Exercise inputs:
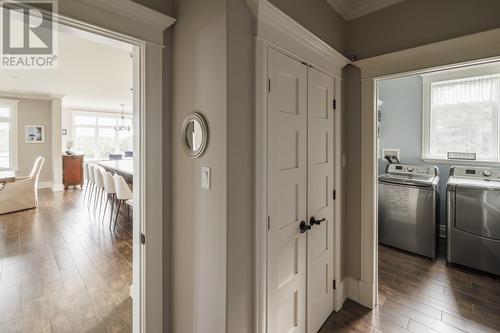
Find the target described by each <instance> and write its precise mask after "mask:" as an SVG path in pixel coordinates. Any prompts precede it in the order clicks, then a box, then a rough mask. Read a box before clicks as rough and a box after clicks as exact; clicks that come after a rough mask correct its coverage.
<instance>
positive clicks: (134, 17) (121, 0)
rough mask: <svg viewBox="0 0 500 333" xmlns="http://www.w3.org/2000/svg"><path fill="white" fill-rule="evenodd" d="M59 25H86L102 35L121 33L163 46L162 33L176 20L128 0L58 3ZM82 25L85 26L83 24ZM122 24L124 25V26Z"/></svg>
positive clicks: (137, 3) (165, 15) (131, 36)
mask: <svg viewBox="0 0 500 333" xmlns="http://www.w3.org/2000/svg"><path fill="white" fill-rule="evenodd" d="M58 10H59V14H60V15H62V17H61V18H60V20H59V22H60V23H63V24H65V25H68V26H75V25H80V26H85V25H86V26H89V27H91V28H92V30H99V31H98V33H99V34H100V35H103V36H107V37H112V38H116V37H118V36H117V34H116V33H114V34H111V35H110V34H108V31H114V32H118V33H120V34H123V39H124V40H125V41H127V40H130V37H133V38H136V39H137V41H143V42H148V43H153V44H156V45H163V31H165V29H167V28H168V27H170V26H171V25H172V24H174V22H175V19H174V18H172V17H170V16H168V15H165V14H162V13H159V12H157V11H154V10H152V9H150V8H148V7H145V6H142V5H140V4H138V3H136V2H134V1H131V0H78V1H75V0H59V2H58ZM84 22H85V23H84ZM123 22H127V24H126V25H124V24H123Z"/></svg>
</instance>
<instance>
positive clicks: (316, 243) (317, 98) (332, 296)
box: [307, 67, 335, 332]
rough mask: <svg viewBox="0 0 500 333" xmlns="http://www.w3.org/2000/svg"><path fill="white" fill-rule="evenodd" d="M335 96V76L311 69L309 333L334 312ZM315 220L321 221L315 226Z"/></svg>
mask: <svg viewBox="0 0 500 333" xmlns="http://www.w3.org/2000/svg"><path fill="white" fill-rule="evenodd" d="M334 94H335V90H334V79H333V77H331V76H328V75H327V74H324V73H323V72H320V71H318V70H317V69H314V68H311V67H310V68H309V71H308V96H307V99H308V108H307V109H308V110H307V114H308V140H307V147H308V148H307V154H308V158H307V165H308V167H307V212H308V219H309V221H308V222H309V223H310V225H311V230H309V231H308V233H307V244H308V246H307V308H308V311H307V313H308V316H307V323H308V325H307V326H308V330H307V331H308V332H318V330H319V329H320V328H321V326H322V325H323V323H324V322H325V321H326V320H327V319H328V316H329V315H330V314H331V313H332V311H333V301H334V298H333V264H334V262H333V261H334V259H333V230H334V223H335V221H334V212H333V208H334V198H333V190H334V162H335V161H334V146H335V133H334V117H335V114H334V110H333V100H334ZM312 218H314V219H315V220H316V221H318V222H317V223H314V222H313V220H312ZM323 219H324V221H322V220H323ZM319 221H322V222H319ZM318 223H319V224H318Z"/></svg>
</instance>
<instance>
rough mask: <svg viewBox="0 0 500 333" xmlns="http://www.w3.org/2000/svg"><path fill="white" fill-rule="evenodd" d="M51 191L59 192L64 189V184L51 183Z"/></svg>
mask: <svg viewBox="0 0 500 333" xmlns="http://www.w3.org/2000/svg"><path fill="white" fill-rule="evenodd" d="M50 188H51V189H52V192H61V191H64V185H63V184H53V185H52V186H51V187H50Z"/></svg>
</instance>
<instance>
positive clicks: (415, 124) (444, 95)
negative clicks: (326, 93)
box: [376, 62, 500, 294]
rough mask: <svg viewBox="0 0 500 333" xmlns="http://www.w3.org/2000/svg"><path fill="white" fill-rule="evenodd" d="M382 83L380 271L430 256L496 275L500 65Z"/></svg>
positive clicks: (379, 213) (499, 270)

Exercise brief:
Your response must restate every record above exactly, with each picture omitted.

Answer to this problem:
Find the target described by each <instance> and write its precise mask after "mask:" as an SVG path in pixel coordinates. Any prompts precede it in the order clicks, then a box, then a rough mask. Read a box before clicks as rough and a box after clicks as exact; clicks that come after a rough mask correct its coverage.
<instance>
positive clicks: (134, 17) (121, 0)
rough mask: <svg viewBox="0 0 500 333" xmlns="http://www.w3.org/2000/svg"><path fill="white" fill-rule="evenodd" d="M59 25H86L102 35L121 33L163 46L162 33L176 20L128 0L58 3ZM82 25L85 26L83 24ZM122 24L124 25V26Z"/></svg>
positive clicks: (137, 3) (165, 15) (131, 36)
mask: <svg viewBox="0 0 500 333" xmlns="http://www.w3.org/2000/svg"><path fill="white" fill-rule="evenodd" d="M58 10H59V14H60V15H62V17H61V18H60V20H59V22H60V23H63V24H65V25H68V26H75V25H80V26H85V25H86V26H89V27H91V28H92V30H99V31H98V33H99V34H100V35H103V36H107V37H112V38H116V37H118V36H117V34H116V33H114V34H111V35H110V34H108V31H114V32H118V33H120V34H123V39H124V40H125V41H127V40H130V37H133V38H136V39H137V41H143V42H148V43H153V44H156V45H163V31H165V29H167V28H168V27H170V26H171V25H172V24H174V22H175V19H174V18H172V17H170V16H168V15H165V14H162V13H159V12H157V11H154V10H152V9H150V8H148V7H145V6H142V5H140V4H138V3H136V2H134V1H131V0H78V1H75V0H59V2H58ZM84 22H85V23H84ZM123 22H127V24H126V25H124V24H123Z"/></svg>
</instance>
<instance>
positive clicks: (316, 243) (317, 98) (332, 296)
box: [307, 67, 335, 332]
rough mask: <svg viewBox="0 0 500 333" xmlns="http://www.w3.org/2000/svg"><path fill="white" fill-rule="evenodd" d="M335 96V76L311 69L309 333L334 312ZM315 220L321 221L315 226Z"/></svg>
mask: <svg viewBox="0 0 500 333" xmlns="http://www.w3.org/2000/svg"><path fill="white" fill-rule="evenodd" d="M334 94H335V90H334V79H333V77H331V76H328V75H327V74H324V73H323V72H320V71H318V70H317V69H314V68H311V67H310V68H309V71H308V96H307V99H308V108H307V109H308V110H307V114H308V140H307V147H308V148H307V154H308V158H307V165H308V167H307V212H308V219H309V221H308V222H309V223H310V225H311V230H309V231H308V233H307V244H308V246H307V308H308V311H307V313H308V316H307V323H308V325H307V326H308V330H307V331H308V332H318V330H319V329H320V328H321V326H322V325H323V323H324V322H325V321H326V320H327V319H328V316H329V315H330V314H331V313H332V311H333V301H334V298H333V264H334V262H333V261H334V259H333V230H334V223H335V221H334V212H333V208H334V198H333V190H334V162H335V161H334V146H335V133H334V117H335V114H334V110H333V100H334ZM312 218H314V219H315V220H316V221H318V222H317V223H314V222H313V220H312ZM323 219H324V221H322V220H323ZM319 221H322V222H319ZM318 223H319V224H318Z"/></svg>
</instance>
<instance>
rough mask: <svg viewBox="0 0 500 333" xmlns="http://www.w3.org/2000/svg"><path fill="white" fill-rule="evenodd" d="M51 191L59 192L64 189V184L51 183Z"/></svg>
mask: <svg viewBox="0 0 500 333" xmlns="http://www.w3.org/2000/svg"><path fill="white" fill-rule="evenodd" d="M50 188H51V189H52V192H61V191H64V185H63V184H53V185H52V186H51V187H50Z"/></svg>
</instance>
<instance>
positive clicks: (415, 124) (444, 95)
negative clicks: (326, 93)
box: [376, 62, 500, 294]
rough mask: <svg viewBox="0 0 500 333" xmlns="http://www.w3.org/2000/svg"><path fill="white" fill-rule="evenodd" d="M382 83L380 271L430 256L496 275L500 65Z"/></svg>
positive clicks: (379, 213) (499, 270)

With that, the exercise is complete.